■ **Teks Bacaan**
• • • • •
By Socrates – Profesi public relation (PR) atau hubungan masyarakat yang biasa disebut humas, tak bisa dipisahkan dengan profesi wartawan. Keduanya saling berhubungan, ibarat dua sisi mata uang. Tidak jarang, terjadi konflik kepentingan, berseberangan, salah paham dan saling melecehkan. Kenapa bisa demikian?
Salah satu penyebabnya adalah, meski sama-sama mengelola informasi, budaya profesi antara humas dan wartawan, berbeda dan bertolak belakang. Humas berusaha menjaga reputasi instansi, lembaga, dan organisasinya melalui pembentukan citra positif. Salah satunya dengan memanfaatkan media massa. Sedangkan wartawan, menjalankan fungsi kontrol sosial dan mengkritisi instansi, perusahaan dan lembaga tersebut.
Ada dua masalah utama yang muncul antara humas dan wartawan. Yakni, keterbukaan dan kejujuran dalam komunikasi serta akses antara keduanya. Baik akses humas ke media, maupun akses wartawan ke lembaga tempat humas itu bekerja. Dilaporkan, sekitar 40 sampai 50 persen semua berita dari pemerintah, perusahaan dan organisasi, berasal dari departemen humas.
Ini berarti, hubungan antara humas dan wartawan penting dan signifikan. Namun, di sisi lain, ada hubungan dilematis antara saling membutuhkan dan saling bertentangan, dalam situasi tertentu.
Dari perspektif wartawan, konflik bisa terjadi karena humas tidak mau memberikan informasi yang dibutuhkan, menghindar ketika dimintai konfirmasi, hingga melecehkan wartawan. Sedangkan dari perspektif humas, konflik biasanya terjadi karena wartawan terlalu memaksa untuk mendapatkan informasi, tidak mengikuti prosedur yang diharapkan, pemaksaan kehendak, hingga munculnya pemberitaan negatif.
*****
Mari kita lihat perbedaan tugas dan tanggung jawab humas dan wartawan. Humas adalah keseluruhan upaya secara terencana dan berkesinam-bungan memelihara hubungan antar organisasi sebagai suatu rangkaian kampanye atau program terpadu. Praktisi humas atau Public Relation Officer tugasnya adalah menjalin hubungan baik dengan media massa (media relations).
• • • • •
Entri Mentah
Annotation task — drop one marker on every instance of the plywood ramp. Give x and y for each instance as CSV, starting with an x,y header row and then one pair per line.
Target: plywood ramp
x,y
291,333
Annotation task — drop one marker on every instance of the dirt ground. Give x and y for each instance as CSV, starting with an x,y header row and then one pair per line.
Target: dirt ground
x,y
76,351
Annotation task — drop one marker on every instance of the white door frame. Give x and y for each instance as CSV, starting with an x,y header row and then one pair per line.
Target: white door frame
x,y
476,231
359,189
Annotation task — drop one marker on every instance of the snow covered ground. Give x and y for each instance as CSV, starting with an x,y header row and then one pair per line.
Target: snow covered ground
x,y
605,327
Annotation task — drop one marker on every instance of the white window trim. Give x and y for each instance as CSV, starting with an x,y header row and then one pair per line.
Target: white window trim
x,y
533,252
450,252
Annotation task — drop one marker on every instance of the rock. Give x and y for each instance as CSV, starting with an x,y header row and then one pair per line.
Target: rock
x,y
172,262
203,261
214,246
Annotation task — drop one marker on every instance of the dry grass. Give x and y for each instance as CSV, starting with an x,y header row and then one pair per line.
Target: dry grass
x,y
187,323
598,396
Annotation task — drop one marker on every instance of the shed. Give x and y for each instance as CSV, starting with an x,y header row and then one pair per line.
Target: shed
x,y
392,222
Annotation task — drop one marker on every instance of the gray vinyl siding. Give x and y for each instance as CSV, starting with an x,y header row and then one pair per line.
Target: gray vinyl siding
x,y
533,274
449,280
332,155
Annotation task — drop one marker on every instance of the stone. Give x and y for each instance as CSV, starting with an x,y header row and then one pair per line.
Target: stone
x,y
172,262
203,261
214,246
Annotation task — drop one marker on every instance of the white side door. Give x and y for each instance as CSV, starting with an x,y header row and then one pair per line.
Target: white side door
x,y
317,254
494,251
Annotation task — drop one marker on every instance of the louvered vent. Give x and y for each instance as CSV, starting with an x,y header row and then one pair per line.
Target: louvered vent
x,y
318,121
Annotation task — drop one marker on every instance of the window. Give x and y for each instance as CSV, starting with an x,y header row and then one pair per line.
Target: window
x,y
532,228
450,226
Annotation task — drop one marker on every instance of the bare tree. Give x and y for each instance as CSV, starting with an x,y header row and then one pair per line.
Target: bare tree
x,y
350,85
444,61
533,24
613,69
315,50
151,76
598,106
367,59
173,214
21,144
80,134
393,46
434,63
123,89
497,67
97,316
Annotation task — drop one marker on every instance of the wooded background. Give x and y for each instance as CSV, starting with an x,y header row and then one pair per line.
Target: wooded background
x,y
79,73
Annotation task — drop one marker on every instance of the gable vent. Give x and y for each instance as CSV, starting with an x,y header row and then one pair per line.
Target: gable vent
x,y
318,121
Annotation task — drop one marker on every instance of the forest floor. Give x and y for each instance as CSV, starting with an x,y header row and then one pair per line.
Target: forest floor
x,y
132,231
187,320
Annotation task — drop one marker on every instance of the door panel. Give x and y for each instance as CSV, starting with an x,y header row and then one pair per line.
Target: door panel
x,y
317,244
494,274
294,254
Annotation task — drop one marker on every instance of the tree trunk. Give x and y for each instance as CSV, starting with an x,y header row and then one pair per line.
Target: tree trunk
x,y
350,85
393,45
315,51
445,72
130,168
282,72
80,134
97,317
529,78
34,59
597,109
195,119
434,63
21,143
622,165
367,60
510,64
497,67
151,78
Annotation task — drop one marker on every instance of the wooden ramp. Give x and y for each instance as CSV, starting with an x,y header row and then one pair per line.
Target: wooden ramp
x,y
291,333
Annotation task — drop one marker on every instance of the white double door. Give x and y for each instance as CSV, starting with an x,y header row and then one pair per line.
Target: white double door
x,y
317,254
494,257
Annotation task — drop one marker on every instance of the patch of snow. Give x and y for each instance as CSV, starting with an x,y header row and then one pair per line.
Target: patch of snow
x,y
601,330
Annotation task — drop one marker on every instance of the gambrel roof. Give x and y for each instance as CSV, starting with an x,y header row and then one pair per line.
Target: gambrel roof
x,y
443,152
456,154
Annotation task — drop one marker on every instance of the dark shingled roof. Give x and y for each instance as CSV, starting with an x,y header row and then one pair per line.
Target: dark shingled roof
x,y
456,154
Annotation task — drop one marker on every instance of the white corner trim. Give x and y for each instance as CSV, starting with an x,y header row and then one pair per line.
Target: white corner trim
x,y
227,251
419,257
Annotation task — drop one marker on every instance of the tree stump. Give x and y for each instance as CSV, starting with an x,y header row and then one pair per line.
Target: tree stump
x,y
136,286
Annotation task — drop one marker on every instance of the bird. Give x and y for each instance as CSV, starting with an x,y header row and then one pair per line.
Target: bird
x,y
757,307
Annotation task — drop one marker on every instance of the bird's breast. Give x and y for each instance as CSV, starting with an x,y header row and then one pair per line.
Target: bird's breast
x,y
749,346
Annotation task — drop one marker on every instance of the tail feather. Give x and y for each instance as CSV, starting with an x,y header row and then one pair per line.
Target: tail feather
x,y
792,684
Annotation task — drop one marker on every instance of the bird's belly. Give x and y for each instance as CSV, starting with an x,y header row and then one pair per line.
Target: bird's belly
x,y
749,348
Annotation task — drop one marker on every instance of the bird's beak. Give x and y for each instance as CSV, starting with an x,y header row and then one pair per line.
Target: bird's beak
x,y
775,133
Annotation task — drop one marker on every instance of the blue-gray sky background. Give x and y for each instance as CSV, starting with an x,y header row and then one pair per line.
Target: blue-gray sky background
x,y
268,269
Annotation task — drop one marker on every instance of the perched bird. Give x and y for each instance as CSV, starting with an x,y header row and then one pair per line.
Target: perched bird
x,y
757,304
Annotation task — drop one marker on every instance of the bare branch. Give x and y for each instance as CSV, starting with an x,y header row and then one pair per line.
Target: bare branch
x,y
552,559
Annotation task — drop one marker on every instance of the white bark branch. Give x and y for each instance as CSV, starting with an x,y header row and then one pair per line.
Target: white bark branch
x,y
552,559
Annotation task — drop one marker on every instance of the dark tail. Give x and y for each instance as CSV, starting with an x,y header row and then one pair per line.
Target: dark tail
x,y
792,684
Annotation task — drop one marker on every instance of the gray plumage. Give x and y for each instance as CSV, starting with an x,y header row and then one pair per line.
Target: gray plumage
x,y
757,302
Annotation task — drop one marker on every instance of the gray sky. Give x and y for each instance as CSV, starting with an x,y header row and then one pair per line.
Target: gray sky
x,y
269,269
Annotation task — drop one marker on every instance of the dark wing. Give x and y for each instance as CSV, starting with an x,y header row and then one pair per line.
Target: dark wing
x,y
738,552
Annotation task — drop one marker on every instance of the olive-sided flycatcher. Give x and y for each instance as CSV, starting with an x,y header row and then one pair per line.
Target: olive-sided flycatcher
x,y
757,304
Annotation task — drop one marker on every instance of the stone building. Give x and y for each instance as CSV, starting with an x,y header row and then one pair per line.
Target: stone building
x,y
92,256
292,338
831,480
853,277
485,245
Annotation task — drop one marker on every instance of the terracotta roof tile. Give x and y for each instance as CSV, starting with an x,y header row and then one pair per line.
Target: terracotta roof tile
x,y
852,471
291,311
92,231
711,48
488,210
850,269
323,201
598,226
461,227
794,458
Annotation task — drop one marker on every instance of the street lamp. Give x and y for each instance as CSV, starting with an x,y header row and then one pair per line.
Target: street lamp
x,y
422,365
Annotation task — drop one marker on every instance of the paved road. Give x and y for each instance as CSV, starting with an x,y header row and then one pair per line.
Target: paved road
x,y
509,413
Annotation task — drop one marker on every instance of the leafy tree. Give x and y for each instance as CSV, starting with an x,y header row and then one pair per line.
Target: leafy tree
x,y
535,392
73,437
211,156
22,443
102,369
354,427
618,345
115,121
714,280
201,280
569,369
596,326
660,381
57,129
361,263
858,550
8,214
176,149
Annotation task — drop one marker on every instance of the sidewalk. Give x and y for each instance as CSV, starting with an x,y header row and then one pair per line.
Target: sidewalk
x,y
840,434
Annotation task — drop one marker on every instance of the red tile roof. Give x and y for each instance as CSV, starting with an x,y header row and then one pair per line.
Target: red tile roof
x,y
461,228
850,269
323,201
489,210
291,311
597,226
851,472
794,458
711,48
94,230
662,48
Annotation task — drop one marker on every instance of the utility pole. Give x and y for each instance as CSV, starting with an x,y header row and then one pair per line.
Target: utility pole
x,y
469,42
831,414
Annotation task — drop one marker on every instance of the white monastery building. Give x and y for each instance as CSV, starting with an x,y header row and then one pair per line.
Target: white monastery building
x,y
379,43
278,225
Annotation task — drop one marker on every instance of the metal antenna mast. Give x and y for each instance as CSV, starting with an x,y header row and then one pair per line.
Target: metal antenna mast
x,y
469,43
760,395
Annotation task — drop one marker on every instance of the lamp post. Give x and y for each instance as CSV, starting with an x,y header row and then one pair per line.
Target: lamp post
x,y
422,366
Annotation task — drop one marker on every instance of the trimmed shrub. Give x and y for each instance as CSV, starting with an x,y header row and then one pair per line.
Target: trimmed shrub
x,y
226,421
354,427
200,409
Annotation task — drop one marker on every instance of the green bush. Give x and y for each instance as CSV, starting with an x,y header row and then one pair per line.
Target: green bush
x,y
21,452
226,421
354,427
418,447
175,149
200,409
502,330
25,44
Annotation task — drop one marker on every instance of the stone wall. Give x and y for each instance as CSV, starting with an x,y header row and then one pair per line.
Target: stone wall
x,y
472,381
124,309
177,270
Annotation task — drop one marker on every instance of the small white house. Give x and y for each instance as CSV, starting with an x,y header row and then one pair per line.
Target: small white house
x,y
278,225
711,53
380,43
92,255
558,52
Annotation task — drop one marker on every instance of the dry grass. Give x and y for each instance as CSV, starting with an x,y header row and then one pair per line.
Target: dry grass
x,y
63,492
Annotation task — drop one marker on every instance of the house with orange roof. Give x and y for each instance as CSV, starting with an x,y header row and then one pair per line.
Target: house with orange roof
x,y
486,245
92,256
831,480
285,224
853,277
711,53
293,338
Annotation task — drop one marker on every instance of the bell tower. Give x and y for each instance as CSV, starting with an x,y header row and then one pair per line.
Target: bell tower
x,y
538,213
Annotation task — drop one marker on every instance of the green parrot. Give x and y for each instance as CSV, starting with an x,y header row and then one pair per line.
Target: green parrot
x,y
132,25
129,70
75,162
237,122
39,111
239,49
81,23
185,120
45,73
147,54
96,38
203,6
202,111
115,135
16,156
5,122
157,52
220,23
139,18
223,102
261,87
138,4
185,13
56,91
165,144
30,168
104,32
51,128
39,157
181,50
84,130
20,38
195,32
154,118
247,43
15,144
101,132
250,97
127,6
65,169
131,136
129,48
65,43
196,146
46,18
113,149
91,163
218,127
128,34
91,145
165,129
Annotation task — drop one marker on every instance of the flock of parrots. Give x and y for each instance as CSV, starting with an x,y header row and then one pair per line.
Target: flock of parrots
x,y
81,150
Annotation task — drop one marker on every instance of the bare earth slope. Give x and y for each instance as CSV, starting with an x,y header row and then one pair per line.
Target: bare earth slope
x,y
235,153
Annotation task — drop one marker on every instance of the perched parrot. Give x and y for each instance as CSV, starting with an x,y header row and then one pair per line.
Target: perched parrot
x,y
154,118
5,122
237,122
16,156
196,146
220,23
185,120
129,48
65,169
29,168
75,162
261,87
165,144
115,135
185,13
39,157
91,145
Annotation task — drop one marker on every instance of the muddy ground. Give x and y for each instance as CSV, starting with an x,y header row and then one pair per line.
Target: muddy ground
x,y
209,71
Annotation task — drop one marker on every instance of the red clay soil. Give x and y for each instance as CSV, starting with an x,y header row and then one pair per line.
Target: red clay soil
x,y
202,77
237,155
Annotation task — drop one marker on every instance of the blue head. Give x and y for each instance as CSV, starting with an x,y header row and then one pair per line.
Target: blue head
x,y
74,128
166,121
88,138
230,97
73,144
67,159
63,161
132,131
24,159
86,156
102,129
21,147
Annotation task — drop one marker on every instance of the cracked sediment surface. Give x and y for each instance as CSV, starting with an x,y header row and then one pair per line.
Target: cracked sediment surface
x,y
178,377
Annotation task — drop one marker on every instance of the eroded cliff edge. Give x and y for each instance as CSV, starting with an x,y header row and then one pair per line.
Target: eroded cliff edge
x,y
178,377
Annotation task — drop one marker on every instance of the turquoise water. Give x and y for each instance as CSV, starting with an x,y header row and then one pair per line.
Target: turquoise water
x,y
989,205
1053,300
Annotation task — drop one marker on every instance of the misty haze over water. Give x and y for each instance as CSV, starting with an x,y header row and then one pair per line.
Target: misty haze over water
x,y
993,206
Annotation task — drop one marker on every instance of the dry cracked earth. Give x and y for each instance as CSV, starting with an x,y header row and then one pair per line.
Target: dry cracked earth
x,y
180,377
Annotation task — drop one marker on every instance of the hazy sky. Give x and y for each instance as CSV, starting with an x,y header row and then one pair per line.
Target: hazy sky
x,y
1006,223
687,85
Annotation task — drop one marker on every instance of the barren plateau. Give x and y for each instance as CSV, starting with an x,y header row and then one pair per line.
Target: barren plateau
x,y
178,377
• • • • •
■ **Petunjuk Tugas**
- 1) Tuliskan kembali entri mulai dari baris yang memuat "of the cracked" hingga baris terakhir entri, dengan kedua batas tersebut ikut disertakan.
- 2) Teruskan teks tentang hubungan humas dan wartawan setelah kalimat terakhir yang ditampilkan.

■ **Jawaban Tugas**
- 1)
Annotation task — drop one marker on every instance of the cracked sediment surface. Give x and y for each instance as CSV, starting with an x,y header row and then one pair per line.
Target: cracked sediment surface
x,y
178,377
Annotation task — drop one marker on every instance of the eroded cliff edge. Give x and y for each instance as CSV, starting with an x,y header row and then one pair per line.
Target: eroded cliff edge
x,y
178,377
Annotation task — drop one marker on every instance of the turquoise water. Give x and y for each instance as CSV, starting with an x,y header row and then one pair per line.
Target: turquoise water
x,y
989,205
1053,300
Annotation task — drop one marker on every instance of the misty haze over water. Give x and y for each instance as CSV, starting with an x,y header row and then one pair per line.
Target: misty haze over water
x,y
993,206
Annotation task — drop one marker on every instance of the dry cracked earth. Give x and y for each instance as CSV, starting with an x,y header row and then one pair per line.
Target: dry cracked earth
x,y
180,377
Annotation task — drop one marker on every instance of the hazy sky. Give x and y for each instance as CSV, starting with an x,y header row and then one pair per line.
Target: hazy sky
x,y
1006,223
687,85
Annotation task — drop one marker on every instance of the barren plateau. Give x and y for each instance as CSV, starting with an x,y header row and then one pair per line.
Target: barren plateau
x,y
178,377

- 2)
Informasi yang diberikan kepada publik melalui wartawan, seorang praktisi humas harus jujur, terbuka dan akurat. Ini bukan berarti keterbukaan total, namun ketika diputuskan menahan informasi, maka informasi ini tidak akan menyesatkan dan bohong. Misalnya, kepentingan humas penegak hukum yang meminta embargo berita, sampai kasusnya terungkap. Tentu dengan batas waktu dan informasi lebih lengkap.
Praktisi humas menghindari penyumbatan saluran komunikasi masyarakat dengan tidak memberikan berita palsu. Menyumbat saluran komunikasi masyarakat memiliki efek yang merusak masyarakat serta elemen kepercayaan dalam hubungan antara humas dan media.
Wartawan adalah orang yang secara teratur melaksanakan kegiatan jurnalistik, yaitu kegiatan yang meliputi mencari, memperoleh, memiliki, menyimpan, mengolah, dan menyampaikan informasi baik dalam bentuk tulisan, suara, gambar, suara dan gambar, serta data dan grafik maupun dalam bentuk lainnya dengan menggunakan media cetak, media elektronik, dan segala jenis saluran yang tersedia.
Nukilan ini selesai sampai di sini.